## Start Available records
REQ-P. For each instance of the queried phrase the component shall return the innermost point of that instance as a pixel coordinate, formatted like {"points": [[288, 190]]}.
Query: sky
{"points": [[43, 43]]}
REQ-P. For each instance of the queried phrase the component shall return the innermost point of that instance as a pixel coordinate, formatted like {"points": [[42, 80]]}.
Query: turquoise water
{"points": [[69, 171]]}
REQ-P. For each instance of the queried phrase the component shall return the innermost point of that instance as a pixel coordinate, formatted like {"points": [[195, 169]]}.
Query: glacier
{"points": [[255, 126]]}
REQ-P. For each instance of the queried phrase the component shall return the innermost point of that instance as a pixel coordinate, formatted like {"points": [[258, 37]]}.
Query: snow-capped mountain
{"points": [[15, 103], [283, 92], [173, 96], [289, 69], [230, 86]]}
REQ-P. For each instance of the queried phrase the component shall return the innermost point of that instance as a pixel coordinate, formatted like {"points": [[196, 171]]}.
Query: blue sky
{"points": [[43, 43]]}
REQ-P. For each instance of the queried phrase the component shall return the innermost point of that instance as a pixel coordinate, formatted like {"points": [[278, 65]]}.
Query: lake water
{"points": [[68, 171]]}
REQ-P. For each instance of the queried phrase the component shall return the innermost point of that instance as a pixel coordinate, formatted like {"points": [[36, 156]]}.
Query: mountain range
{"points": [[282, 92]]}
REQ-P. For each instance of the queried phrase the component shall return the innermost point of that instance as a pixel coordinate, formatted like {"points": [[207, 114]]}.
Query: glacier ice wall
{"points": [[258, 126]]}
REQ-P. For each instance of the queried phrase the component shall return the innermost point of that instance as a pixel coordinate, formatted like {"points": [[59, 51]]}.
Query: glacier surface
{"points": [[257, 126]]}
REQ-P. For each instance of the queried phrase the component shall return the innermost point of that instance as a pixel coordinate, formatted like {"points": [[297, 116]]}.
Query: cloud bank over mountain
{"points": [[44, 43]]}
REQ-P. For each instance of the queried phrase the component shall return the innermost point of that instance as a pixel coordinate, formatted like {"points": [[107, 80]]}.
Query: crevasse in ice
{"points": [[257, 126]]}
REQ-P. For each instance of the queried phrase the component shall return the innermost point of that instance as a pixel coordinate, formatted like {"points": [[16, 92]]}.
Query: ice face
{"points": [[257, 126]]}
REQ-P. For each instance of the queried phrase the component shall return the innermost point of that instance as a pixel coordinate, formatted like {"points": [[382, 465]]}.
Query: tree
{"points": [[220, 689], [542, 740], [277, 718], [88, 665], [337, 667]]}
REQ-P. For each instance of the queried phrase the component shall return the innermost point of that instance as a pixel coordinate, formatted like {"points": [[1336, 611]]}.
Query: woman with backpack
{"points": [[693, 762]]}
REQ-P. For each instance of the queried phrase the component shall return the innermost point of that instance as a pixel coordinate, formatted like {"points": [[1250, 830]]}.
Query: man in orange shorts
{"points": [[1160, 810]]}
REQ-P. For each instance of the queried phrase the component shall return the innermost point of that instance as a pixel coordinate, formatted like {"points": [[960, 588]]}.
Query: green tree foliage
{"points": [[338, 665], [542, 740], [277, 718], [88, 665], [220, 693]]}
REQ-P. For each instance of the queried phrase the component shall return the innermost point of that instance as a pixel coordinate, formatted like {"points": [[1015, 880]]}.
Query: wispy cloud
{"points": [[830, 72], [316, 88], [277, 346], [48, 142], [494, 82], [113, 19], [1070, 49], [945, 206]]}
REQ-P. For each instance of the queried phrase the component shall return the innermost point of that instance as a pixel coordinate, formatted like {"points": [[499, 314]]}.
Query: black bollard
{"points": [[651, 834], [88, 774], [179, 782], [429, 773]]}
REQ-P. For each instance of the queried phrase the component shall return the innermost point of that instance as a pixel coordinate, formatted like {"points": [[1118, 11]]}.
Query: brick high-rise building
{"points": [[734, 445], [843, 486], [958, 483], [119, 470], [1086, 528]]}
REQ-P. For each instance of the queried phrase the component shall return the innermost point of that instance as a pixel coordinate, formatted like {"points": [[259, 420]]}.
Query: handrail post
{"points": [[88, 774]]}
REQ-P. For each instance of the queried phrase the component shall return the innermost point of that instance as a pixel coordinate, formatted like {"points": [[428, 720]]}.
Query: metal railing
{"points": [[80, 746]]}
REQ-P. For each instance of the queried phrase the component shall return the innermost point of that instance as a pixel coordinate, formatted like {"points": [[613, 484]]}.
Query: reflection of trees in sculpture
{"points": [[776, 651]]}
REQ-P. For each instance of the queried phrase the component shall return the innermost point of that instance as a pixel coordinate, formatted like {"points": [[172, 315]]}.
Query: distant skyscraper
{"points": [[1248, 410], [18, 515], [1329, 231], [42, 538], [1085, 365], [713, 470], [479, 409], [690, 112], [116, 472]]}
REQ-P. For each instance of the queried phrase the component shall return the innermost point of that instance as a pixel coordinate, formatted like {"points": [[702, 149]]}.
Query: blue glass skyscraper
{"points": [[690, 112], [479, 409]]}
## End Available records
Exactly as shown, repeat every record.

### Correct response
REQ-P. For each instance of the queried phrase the component shall return the innermost point of that instance as a pixel coordinate, formatted like {"points": [[288, 190]]}.
Query: sky
{"points": [[43, 43]]}
REQ-P. For each instance of the queried phrase the component shall return the innermost point of that instance as a pixel coordinate, formatted like {"points": [[42, 80]]}.
Query: turquoise water
{"points": [[69, 171]]}
REQ-P. For each instance of the queried phrase the component shall return the innermost point of that instance as a pixel coordinate, formatted like {"points": [[195, 169]]}.
Query: glacier
{"points": [[255, 126]]}
REQ-P. For each instance of the queried phrase the component shall return the innermost point of that instance as a pixel coordinate, formatted like {"points": [[258, 37]]}.
Query: snow-capped mountain
{"points": [[15, 103], [283, 92], [173, 96], [289, 69], [230, 86]]}
REQ-P. For each instance of the queried phrase the component shall return the innermost point of that instance as a pixel coordinate, formatted like {"points": [[196, 171]]}.
Query: blue sky
{"points": [[43, 43]]}
REQ-P. For each instance of the queried phrase the component shall return the innermost point of that instance as a pixel coordinate, formatted like {"points": [[278, 65]]}.
Query: lake water
{"points": [[68, 171]]}
REQ-P. For each instance of the queried phrase the component shall return the innermost point of that instance as a pixel coordinate, formatted like {"points": [[36, 156]]}.
Query: mountain range
{"points": [[282, 92]]}
REQ-P. For each instance of the queried phrase the component shall return the innermost point of that instance as a pixel coordinate, formatted like {"points": [[207, 114]]}.
Query: glacier ice wall
{"points": [[258, 126]]}
REQ-P. For each instance of the queried phrase the component shall return the innermost point of that instance as a pixel coordinate, formatted like {"points": [[59, 51]]}.
Query: glacier surface
{"points": [[257, 126]]}
REQ-P. For each instance of the queried phrase the component shall return the innermost point of that instance as a pixel coordinate, formatted like {"points": [[297, 116]]}.
Query: cloud bank over mountain
{"points": [[44, 43]]}
REQ-P. For each instance of the queried phrase the component shall return the innermost point of that instance as a pixel coordinate, formatted like {"points": [[107, 80]]}.
Query: crevasse in ice
{"points": [[257, 126]]}
REQ-P. For each instance of the queried phrase the component shall return the innermost point of that instance as a pixel coordinate, formatted like {"points": [[16, 92]]}.
Query: ice face
{"points": [[257, 126]]}
REQ-P. For each instance of the queried phrase the component shall return the innermost point of that instance as a pixel coordinate, formatted like {"points": [[382, 465]]}.
Query: tree
{"points": [[220, 689], [542, 740], [277, 718], [88, 665], [337, 667]]}
REQ-P. For each instance of the queried phrase the component shall return the innermost point of that instance as a pixel coordinate, formatted like {"points": [[1336, 611]]}.
Query: woman with backpack
{"points": [[693, 762]]}
REQ-P. For each instance of the queried phrase the component shall return the innermost point of that instance as a pixel coordinate, formatted like {"points": [[1250, 830]]}.
Query: man in orange shorts
{"points": [[1160, 810]]}
REQ-P. For each instance of the queried phrase the component shall return the innermost point of that instance as a pixel coordinate, formatted like {"points": [[960, 588]]}.
Query: green tree foliage
{"points": [[338, 665], [542, 740], [277, 718], [88, 665], [220, 693]]}
REQ-P. For each instance of the queried phrase the component shall return the innermost point of that instance as a pixel coordinate, formatted like {"points": [[1015, 880]]}.
Query: wispy cloud
{"points": [[830, 72], [316, 88], [277, 346], [48, 142], [494, 82], [113, 19], [1070, 49], [945, 206]]}
REQ-P. For each instance of the queried phrase the component shall return the innermost point of that instance as a pixel coordinate, formatted like {"points": [[499, 314]]}.
Query: black bollard
{"points": [[651, 834], [88, 774], [179, 782], [429, 773]]}
REQ-P. For each instance of the queried phrase the component shall return the innermost point of that instance as a pixel coordinate, formatted like {"points": [[1118, 11]]}.
Query: brick high-rise building
{"points": [[734, 445], [843, 486], [958, 483], [119, 470], [1086, 528]]}
REQ-P. For each instance of the queried phrase the component shall return the innermost point of that instance as a pixel coordinate, formatted like {"points": [[259, 420]]}.
Query: handrail post
{"points": [[88, 774]]}
REQ-P. For each instance of the queried phrase the component shall return the innermost point of that instance as a pixel coordinate, formatted like {"points": [[428, 720]]}.
Query: metal railing
{"points": [[80, 746]]}
REQ-P. For each instance of the queried phrase the component shall return the innermost point of that instance as a pixel coordinate, formatted like {"points": [[613, 484]]}.
Query: reflection of trees in sculpture
{"points": [[776, 651]]}
REQ-P. For each instance of the queried phrase the component shall return the innermost point of that instance as a pixel coordinate, formatted like {"points": [[172, 315]]}.
Query: distant skyscraper
{"points": [[1248, 410], [18, 515], [1329, 231], [42, 538], [1085, 365], [713, 470], [479, 409], [690, 112], [116, 472]]}
REQ-P. For each instance of the queried phrase the component shall return the innermost point of that instance as a pixel coordinate, formatted like {"points": [[702, 149]]}.
Query: blue glass skyscraper
{"points": [[690, 112], [479, 409]]}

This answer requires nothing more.